Scientific research across Italy has been on the sharp end of a series of funding cuts in recent years, with national research centres being scaled back and applied research grants drying up after the modest €140 million (£108 million) fund was wiped out in the country’s 2015 budget. But universities have borne the brunt of cuts with funding falling by €1 billion or 13% since 2009, according to some estimates.

As a result university recruitment has ground to a halt, and open research positions have fallen dramatically in the past six years, according to Giorgio Parisi from the Sapienza University of Rome, a signatory of the petition. ‘This meant that most of the people that retired were not being replaced,’ he says. ‘We have many, about [10,000–20,000], young researchers that are abroad, that cannot come into Italy just for a lack of positions.’

The cuts are partly a result of Italy’s precarious financial position, but have also been linked to attitudes popularised by the government of Silvio Berlusconi. ‘The minister of the economy [at that time], Giulio Tremonti, declared that you cannot eat culture,’ explains Parisi. ‘His opinion was that culture and science were not necessary for Italy, but I do not understand why he arrived at this conclusion.’

In an effort to reverse the downward trend in funding, Parisi, along with 69 other Italian scientists, published a letter in Nature last month calling on the EU to demand member states keep their R&D budgets above an agreed minimum level. Italy’s public and private spending on research is currently around 1.29% of GDP, lagging behind other European countries such as Germany, which spends approximately 2.84% of GDP.

Parisi believes the EU can put pressure on the Italian government as their R&D output falls well below the target set in the Lisbon Treaty of 2000, in which member states agreed to bring national research spending up to 3% of GDP. Only Denmark and Austria have met this target with an R&D output of 3.08% and 2.99% respectively, as of 2014.

It is unclear what impact the petition will have on EU policymakers, but Parisi is adamant the spending disparity between countries will distort competition for funding applications if the EU does not act. ‘The difference between countries will certainly increase with time,’ comments Parisi. ‘If Italy wants to remain at the highest level between the developed countries, it is quite clear that the … sector of R&D is crucial.’

> **DATA EXCERPT**
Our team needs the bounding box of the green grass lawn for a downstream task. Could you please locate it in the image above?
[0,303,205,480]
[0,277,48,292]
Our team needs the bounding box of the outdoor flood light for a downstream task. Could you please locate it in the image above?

> **REQUIREMENTS**
1/ Rewrite everything from "In an effort" down to "2.84% of GDP." in the passage about Italian research funding, swapping "Germany" for "France".
2/ Render this sentence from the passage about Italian research funding in Spanish: "Only Denmark and Austria have met this target with an R&D output of 3.08% and 2.99% respectively, as of 2014."
Rely only on the passage about Italian research funding.

> **FULL ANSWERS**
1/
In an effort to reverse the downward trend in funding, Parisi, along with 69 other Italian scientists, published a letter in Nature last month calling on the EU to demand member states keep their R&D budgets above an agreed minimum level. Italy’s public and private spending on research is currently around 1.29% of GDP, lagging behind other European countries such as France, which spends approximately 2.84% of GDP.

2/ Solo Dinamarca y Austria han alcanzado este objetivo, con un gasto en I+D del 3,08 % y del 2,99 % respectivamente, a fecha de 2014.